# What is asked
Find each line in the records below that includes the word "rain", matching case exactly, and copy those lines.

(Region annotation entries)
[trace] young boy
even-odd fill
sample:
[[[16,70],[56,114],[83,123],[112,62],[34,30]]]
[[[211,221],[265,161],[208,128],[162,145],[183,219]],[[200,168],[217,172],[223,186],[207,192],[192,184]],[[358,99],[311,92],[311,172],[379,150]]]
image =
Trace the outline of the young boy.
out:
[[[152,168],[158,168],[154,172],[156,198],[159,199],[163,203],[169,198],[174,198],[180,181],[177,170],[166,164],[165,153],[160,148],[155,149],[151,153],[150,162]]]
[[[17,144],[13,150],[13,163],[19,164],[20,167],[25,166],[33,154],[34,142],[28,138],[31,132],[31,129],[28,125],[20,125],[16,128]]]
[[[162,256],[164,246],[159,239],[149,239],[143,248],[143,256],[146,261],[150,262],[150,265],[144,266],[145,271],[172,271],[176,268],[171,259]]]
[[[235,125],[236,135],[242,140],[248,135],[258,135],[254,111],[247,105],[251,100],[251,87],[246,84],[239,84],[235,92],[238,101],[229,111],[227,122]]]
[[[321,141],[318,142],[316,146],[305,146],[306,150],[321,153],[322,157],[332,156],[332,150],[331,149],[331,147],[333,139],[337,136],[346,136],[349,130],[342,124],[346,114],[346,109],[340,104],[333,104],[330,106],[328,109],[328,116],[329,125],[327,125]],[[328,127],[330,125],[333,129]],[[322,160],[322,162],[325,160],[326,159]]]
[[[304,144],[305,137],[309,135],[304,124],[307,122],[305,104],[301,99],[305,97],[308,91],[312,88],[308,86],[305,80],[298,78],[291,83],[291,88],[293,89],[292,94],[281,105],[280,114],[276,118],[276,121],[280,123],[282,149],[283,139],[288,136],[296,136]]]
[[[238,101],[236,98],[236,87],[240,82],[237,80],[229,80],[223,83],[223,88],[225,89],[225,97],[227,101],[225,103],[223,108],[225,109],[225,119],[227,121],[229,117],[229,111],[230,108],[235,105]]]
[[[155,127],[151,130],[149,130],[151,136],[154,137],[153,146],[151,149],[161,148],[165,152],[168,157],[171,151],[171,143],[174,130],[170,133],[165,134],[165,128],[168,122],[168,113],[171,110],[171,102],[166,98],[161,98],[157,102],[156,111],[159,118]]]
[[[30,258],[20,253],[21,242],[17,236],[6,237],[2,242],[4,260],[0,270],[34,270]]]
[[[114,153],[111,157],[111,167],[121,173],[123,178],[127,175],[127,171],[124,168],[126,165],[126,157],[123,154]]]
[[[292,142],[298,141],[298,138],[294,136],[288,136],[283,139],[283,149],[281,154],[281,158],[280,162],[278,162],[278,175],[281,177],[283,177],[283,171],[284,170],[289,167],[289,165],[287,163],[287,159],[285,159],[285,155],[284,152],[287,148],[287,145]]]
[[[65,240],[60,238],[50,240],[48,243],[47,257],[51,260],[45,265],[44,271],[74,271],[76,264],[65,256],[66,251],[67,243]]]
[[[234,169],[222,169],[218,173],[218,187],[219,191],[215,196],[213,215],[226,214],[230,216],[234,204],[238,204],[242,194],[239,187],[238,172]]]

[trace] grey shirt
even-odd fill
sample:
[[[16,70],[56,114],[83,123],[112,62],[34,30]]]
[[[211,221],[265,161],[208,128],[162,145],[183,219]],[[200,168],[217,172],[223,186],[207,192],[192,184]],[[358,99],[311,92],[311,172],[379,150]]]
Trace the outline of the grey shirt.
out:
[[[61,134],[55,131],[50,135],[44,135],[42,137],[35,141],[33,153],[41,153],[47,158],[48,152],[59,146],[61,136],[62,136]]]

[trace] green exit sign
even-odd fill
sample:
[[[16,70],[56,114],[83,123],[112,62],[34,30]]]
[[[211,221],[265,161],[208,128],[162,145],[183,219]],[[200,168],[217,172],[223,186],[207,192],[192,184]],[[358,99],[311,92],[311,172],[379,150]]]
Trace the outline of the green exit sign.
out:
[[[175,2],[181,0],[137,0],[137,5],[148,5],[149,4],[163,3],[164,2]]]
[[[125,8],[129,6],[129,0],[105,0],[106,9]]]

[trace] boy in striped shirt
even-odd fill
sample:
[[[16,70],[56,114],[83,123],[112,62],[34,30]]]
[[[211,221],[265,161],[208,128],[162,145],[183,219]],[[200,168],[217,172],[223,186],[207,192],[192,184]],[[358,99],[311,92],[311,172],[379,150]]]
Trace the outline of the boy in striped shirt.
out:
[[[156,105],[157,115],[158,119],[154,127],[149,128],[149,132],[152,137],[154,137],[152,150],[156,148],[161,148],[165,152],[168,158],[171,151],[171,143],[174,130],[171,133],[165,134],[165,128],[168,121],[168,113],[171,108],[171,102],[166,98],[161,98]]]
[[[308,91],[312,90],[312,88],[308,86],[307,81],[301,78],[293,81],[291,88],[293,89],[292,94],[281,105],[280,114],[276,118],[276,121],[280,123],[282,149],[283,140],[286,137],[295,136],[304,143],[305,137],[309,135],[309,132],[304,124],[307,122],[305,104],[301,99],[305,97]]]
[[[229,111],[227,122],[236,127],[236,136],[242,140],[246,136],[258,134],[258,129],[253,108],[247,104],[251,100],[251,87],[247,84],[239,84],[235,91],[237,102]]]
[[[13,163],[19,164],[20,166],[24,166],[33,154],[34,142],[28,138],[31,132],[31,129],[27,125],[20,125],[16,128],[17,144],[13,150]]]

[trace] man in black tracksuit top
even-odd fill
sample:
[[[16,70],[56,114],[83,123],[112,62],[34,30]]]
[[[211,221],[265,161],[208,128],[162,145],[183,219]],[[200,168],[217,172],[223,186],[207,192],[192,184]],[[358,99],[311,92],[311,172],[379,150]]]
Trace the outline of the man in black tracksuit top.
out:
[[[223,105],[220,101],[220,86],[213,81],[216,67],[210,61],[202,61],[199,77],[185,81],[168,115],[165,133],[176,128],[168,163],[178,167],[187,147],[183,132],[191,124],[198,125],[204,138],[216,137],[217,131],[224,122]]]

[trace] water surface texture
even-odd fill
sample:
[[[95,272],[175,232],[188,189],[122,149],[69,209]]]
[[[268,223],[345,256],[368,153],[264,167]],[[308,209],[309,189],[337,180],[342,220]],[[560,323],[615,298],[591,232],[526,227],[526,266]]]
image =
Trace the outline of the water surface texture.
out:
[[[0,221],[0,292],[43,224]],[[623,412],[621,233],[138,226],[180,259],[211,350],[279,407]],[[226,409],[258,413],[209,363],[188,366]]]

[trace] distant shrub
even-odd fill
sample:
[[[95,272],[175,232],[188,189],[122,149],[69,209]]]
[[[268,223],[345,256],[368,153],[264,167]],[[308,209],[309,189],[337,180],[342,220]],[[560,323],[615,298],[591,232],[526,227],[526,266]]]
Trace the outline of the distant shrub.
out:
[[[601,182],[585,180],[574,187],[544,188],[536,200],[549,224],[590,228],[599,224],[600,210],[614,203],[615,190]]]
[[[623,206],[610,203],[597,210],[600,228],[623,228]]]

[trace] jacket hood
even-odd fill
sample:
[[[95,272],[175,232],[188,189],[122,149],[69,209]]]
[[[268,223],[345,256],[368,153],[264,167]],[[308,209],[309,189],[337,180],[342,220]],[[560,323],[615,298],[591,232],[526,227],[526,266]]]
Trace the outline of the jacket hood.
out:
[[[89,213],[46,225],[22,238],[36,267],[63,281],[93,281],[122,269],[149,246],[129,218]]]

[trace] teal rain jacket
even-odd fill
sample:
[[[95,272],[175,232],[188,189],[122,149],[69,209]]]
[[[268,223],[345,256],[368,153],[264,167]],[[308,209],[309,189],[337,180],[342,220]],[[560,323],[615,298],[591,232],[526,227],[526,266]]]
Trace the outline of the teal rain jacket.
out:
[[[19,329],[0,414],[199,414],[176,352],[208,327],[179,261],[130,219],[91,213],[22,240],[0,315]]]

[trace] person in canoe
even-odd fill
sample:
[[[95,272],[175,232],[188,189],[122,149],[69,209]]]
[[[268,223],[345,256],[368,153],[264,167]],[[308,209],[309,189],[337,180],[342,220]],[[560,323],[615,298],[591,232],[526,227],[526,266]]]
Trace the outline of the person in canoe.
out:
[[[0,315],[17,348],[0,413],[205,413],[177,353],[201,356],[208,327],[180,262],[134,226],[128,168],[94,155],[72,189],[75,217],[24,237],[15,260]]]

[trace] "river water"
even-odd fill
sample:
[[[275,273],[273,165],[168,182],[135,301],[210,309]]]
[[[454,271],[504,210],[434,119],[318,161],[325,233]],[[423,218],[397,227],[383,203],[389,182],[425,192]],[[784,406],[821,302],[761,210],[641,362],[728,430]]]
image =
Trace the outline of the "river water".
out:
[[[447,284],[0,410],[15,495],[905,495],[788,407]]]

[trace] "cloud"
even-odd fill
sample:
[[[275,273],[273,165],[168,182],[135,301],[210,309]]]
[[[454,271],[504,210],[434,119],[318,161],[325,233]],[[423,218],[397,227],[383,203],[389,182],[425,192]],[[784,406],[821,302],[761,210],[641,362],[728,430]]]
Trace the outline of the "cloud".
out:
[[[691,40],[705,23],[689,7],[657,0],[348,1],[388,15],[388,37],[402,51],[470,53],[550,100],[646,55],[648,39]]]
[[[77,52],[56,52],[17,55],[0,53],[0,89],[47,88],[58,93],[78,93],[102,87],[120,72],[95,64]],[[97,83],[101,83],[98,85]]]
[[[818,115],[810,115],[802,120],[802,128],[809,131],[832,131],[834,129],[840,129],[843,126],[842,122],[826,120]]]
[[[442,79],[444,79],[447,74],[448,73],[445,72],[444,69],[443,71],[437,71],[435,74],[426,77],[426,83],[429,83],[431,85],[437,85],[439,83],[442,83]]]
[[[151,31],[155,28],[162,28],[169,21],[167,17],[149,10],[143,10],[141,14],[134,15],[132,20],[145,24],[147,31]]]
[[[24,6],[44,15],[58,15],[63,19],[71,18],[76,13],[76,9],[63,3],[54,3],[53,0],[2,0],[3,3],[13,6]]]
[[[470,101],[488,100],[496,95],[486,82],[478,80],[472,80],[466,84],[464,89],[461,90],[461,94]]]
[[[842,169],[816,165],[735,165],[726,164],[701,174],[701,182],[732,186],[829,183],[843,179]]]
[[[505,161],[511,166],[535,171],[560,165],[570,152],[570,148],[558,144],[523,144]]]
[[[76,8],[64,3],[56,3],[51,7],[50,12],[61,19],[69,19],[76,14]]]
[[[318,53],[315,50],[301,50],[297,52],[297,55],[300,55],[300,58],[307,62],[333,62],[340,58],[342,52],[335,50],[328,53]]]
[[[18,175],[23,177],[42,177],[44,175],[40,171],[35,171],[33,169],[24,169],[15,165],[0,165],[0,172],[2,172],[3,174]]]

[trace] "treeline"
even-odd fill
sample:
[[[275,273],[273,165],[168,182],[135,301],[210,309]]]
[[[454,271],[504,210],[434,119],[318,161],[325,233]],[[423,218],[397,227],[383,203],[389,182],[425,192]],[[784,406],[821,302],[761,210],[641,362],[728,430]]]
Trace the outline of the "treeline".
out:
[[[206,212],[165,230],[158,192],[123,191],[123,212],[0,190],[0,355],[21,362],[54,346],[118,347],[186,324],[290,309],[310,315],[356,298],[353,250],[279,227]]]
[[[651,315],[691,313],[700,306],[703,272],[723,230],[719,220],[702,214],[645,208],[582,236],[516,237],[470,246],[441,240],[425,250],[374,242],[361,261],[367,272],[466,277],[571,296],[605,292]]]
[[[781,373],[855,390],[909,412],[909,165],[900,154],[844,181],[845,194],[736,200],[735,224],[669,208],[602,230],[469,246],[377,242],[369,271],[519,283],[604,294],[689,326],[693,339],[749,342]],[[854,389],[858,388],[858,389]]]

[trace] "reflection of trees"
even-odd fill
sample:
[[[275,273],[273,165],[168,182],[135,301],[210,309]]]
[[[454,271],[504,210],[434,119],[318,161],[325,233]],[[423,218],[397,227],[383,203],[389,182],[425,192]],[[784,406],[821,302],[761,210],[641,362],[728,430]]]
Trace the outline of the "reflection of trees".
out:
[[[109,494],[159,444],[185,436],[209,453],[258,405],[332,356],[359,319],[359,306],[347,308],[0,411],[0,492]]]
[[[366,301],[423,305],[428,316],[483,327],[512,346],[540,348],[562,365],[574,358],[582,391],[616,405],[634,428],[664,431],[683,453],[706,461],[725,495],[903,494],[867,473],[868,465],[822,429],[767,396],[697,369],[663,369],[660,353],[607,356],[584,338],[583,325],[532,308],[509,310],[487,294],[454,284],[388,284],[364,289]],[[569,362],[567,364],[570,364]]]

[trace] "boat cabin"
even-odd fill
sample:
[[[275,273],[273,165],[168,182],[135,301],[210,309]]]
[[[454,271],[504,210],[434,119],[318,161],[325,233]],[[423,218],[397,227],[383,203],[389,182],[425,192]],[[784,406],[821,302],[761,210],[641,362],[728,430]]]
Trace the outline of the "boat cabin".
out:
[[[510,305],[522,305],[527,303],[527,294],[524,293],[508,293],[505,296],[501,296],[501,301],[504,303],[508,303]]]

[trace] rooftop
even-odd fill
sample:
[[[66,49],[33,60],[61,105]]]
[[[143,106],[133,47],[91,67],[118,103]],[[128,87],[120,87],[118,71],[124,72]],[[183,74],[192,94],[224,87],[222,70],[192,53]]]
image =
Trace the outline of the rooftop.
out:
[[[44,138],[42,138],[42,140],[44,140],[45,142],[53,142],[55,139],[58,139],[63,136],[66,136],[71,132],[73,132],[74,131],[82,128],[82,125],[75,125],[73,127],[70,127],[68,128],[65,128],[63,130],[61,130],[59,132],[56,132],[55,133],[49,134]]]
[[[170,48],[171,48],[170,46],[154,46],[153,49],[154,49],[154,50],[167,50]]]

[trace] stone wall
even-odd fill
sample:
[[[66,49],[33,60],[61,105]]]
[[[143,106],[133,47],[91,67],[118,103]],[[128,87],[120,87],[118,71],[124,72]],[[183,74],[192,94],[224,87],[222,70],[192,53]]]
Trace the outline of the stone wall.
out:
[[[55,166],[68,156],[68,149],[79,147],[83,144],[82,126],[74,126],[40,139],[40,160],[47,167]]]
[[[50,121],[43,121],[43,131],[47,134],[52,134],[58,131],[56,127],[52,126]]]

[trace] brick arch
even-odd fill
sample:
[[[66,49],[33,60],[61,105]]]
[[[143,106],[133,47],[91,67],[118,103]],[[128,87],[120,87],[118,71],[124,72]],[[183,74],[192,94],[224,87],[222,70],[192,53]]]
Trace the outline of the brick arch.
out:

# Response for this exercise
[trace] teal rain jacket
Trace the outline of the teal rain jacket.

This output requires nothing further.